WRITTEN TASK:
Could you write out every entry exactly as it stands?

Segmentation labeling entries:
--*--

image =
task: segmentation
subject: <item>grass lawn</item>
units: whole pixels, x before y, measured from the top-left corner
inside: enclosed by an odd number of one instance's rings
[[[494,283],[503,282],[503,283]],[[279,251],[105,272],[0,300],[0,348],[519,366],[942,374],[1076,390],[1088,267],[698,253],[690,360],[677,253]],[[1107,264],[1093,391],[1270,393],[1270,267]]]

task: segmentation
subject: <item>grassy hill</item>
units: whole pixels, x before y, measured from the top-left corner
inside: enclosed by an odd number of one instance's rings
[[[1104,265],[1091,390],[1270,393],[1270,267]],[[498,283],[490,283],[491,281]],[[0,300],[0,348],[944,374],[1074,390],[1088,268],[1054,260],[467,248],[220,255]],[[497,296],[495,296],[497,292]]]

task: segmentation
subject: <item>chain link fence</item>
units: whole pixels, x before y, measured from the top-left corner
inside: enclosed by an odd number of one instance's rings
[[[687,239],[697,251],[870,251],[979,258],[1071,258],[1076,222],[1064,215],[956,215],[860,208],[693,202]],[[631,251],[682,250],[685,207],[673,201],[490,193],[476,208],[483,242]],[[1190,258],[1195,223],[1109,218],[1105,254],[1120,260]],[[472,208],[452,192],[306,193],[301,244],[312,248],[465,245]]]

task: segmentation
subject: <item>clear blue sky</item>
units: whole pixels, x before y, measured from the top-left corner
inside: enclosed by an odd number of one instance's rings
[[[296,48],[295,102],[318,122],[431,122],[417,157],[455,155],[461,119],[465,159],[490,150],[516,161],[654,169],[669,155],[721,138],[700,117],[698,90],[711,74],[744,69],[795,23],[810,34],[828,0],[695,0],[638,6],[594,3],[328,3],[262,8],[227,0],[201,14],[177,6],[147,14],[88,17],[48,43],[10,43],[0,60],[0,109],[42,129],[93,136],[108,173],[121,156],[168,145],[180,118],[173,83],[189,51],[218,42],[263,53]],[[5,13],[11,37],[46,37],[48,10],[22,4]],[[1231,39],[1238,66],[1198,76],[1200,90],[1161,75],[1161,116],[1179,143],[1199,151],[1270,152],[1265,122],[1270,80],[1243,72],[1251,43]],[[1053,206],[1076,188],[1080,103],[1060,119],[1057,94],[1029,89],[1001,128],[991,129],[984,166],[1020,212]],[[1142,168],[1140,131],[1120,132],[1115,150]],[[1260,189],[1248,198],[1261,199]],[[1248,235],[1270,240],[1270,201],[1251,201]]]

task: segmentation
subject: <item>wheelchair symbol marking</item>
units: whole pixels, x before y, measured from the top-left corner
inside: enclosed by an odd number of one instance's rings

--*--

FINISHED EXERCISE:
image =
task: segmentation
subject: <item>grass lawn</item>
units: whole pixels, x before y, measured from the top-left corner
inside: enclosed by an odd number of one instance's rings
[[[494,283],[503,282],[503,283]],[[279,251],[105,272],[0,300],[0,348],[519,366],[942,374],[1076,390],[1088,267],[698,253],[690,360],[677,253]],[[1107,264],[1093,391],[1270,393],[1270,267]]]

task: segmentation
subject: <item>grassy hill</item>
units: whole pixels, x before y, measured from the top-left corner
inside: enclosed by an odd number of one instance's rings
[[[1104,265],[1091,390],[1270,393],[1270,267]],[[498,283],[490,283],[491,281]],[[0,300],[0,348],[944,374],[1074,390],[1088,268],[1054,260],[467,248],[220,255]],[[497,296],[495,296],[497,292]]]

task: segmentation
subject: <item>chain link fence</item>
units: whole pixels, x before y, measured from the top-left corner
inside: enclosed by an odd number of one instance's rings
[[[687,239],[697,251],[870,251],[979,258],[1071,258],[1076,222],[1064,215],[956,215],[860,208],[693,202]],[[631,251],[682,250],[685,207],[673,201],[490,193],[476,208],[483,242]],[[1190,258],[1195,223],[1109,218],[1105,254],[1120,260]],[[472,208],[452,192],[306,193],[301,244],[312,248],[465,245]]]

task: segmentation
subject: <item>clear blue sky</item>
units: whole pixels, x before y, measured from the top-left corner
inside: enclosed by an odd number of one instance's rings
[[[296,48],[295,102],[318,122],[431,122],[417,157],[455,155],[461,119],[465,159],[490,150],[516,161],[654,169],[669,155],[721,138],[700,117],[698,90],[711,74],[744,69],[795,23],[810,34],[828,0],[695,0],[638,6],[594,3],[328,3],[262,8],[227,0],[201,14],[177,6],[147,14],[88,17],[48,43],[10,43],[0,60],[0,109],[42,129],[93,136],[108,173],[121,156],[168,145],[180,118],[173,83],[189,51],[218,42],[263,53]],[[5,13],[11,37],[46,37],[48,10],[22,4]],[[1231,39],[1238,66],[1198,76],[1200,90],[1161,75],[1161,116],[1179,143],[1199,151],[1270,152],[1265,122],[1270,80],[1243,72],[1251,43]],[[1053,206],[1076,188],[1080,103],[1060,119],[1057,94],[1029,89],[1001,128],[991,129],[984,166],[1020,212]],[[1142,168],[1140,131],[1120,132],[1115,150]],[[1260,189],[1248,198],[1261,199]],[[1248,235],[1270,240],[1270,201],[1251,201]]]

task: segmentation
subject: <item>wheelchair symbol marking</item>
units: whole pixels, x before y, measured from the top-left corner
inside: enclosed by an odd number of one instance's rings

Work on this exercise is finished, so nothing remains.